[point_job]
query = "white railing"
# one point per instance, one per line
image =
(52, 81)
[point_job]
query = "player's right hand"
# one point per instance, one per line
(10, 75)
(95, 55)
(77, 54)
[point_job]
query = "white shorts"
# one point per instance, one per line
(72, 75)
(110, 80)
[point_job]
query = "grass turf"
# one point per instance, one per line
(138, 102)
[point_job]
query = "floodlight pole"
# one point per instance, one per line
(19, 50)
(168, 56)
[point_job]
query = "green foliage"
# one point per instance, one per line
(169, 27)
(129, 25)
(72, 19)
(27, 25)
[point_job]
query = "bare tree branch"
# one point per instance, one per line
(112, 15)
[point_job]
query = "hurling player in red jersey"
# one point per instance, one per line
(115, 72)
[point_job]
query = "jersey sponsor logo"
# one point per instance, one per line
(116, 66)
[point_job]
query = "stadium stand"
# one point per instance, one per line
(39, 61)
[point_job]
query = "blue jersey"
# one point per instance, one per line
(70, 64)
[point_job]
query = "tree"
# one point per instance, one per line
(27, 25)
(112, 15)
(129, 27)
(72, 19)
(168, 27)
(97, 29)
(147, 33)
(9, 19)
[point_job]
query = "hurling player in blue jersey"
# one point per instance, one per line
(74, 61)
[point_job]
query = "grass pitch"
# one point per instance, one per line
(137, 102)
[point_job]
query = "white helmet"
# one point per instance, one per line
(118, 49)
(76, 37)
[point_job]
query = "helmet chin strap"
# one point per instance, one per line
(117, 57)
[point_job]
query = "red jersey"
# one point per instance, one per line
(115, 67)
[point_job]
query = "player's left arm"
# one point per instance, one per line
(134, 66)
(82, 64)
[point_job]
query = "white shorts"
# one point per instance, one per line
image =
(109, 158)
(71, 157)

::::

**EXERCISE**
Give back every entry exactly.

**EXERCISE ANSWER**
[point_job]
query = "white railing"
# one point per instance, one per line
image =
(52, 81)
[point_job]
query = "player's right hand"
# one point per instance, one per line
(10, 75)
(95, 55)
(77, 54)
[point_job]
query = "white shorts"
# one point per instance, one per line
(72, 75)
(110, 80)
[point_job]
query = "grass turf"
# one point per instance, one per line
(138, 102)
[point_job]
query = "floodlight pole"
# one point per instance, one per line
(19, 50)
(168, 56)
[point_job]
query = "green foliage"
# one point per instance, one per line
(169, 27)
(129, 25)
(72, 19)
(27, 25)
[point_job]
query = "bare tree branch"
# one point per instance, one per line
(112, 15)
[point_job]
query = "hurling player in red jersey"
# one point per instance, one per line
(115, 72)
[point_job]
query = "jersey sponsor logo"
# one point per instance, one per line
(116, 66)
[point_job]
query = "stadium stand"
# one point per instance, one per line
(39, 61)
[point_job]
query = "blue jersey"
# one point per instance, one per line
(70, 64)
[point_job]
query = "tree"
# one point per instance, one per line
(27, 25)
(112, 15)
(129, 27)
(72, 19)
(168, 27)
(97, 29)
(147, 33)
(9, 19)
[point_job]
query = "hurling player in blue jersey"
# one point per instance, one per line
(74, 61)
[point_job]
query = "grass pitch"
# one point per instance, one per line
(137, 102)
[point_job]
query = "white helmet"
# one point per instance, one per line
(118, 49)
(76, 37)
[point_job]
query = "helmet chin strap"
# one point per instance, one per line
(117, 57)
[point_job]
query = "red jersey"
# one point per instance, one per line
(115, 67)
[point_job]
query = "player's left arm"
# one point per instance, one per line
(134, 66)
(82, 64)
[point_job]
query = "white shorts"
# one point per instance, one per line
image =
(109, 158)
(71, 157)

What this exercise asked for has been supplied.